§ TO-DO LIST:
1 - According to the text on Colombian home visits, when should you aim to arrive if a Colombian tells you to come over around 7pm?
2 - Repeat word for word the part of the text on Colombian home visits that opens with the words containing "Likewise, if a" and closes with "eventually found endearing.".

§ EXCERPTED PASSAGE:
Previously, I have told you about some of the differences between American and Colombian culture in relation to time and meals. Today, I want to highlight some of the cultural differences you may encounter or notice when you visit Colombians in their homes or they visit you at yours, as this is very likely to happen at some point if you travel through or visit Colombia or have Colombian friends wherever you may be.
First of all, you need to understand that while an American would expect you to arrive on time for a visit, when a Colombian invites you over they do not actually expect you to arrive on time. If a Colombian tells you to come over around 7pm, you should probably aim to arrive between 7:30pm and 8pm. Arriving early may cause your host to feel embarrassed if things are not ready, or may cause you to feel embarrassed if you arrive to find your host rushing about to ready last minute things.
Likewise, if a Colombian invites you over for a meal do not think you have actually been invited over to only enjoy a meal. Most Colombians will assume you will stay for at least a few hours of conversation post-meal enjoyment. I remember when I first moved to Bogotá, I had a hard time getting used to the fact that a lunch invitation really implied an all day affair with me often arriving to lunch around midday and heading home around 7 or 8pm that evening. While it is a different custom than that generally practiced in the United States, it’s a custom that I eventually found endearing.
If you live in Colombia, or have Colombian friends, something else you should know is that many Colombians find it normal and/or acceptable to show up to your house without warning. I can remember several times during my semester in Bogotá when friends showed up at my doorstep with no warning at all hours of the morning, day, and night. After a while, I learned to embrace these moments as nice surprises, but it was definitely a shock in the beginning.

§ SUPPLIED ENTRIES:
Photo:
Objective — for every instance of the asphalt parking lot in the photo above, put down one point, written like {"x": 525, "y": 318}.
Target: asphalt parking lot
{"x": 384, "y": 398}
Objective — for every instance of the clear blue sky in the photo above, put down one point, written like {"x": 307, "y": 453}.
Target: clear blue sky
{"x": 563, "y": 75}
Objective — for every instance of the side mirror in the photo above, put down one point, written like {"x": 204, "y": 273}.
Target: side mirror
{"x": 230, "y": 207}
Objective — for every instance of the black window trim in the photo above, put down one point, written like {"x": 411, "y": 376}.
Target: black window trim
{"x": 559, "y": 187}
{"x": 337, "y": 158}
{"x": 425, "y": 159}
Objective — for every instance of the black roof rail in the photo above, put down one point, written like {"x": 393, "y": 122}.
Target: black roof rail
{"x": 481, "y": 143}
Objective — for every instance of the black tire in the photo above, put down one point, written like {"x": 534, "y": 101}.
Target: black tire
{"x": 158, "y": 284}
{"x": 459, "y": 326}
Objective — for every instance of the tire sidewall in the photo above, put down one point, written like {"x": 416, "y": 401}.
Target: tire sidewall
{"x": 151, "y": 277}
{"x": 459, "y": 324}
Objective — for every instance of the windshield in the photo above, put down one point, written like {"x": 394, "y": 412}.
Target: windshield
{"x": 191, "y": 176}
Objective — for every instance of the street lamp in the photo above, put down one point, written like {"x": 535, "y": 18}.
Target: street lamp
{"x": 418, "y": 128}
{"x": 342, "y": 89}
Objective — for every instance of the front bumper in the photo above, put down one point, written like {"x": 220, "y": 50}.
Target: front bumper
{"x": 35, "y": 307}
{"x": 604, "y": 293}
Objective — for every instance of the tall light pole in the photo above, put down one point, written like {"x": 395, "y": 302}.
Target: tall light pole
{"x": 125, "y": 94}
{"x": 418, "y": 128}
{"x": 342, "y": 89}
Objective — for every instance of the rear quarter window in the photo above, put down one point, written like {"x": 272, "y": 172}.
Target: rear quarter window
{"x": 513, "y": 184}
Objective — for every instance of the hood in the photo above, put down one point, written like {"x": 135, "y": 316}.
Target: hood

§ ANSWERS TO EACH TASK:
1 - Between 7:30pm and 8pm.

2 -
Likewise, if a Colombian invites you over for a meal do not think you have actually been invited over to only enjoy a meal. Most Colombians will assume you will stay for at least a few hours of conversation post-meal enjoyment. I remember when I first moved to Bogotá, I had a hard time getting used to the fact that a lunch invitation really implied an all day affair with me often arriving to lunch around midday and heading home around 7 or 8pm that evening. While it is a different custom than that generally practiced in the United States, it’s a custom that I eventually found endearing.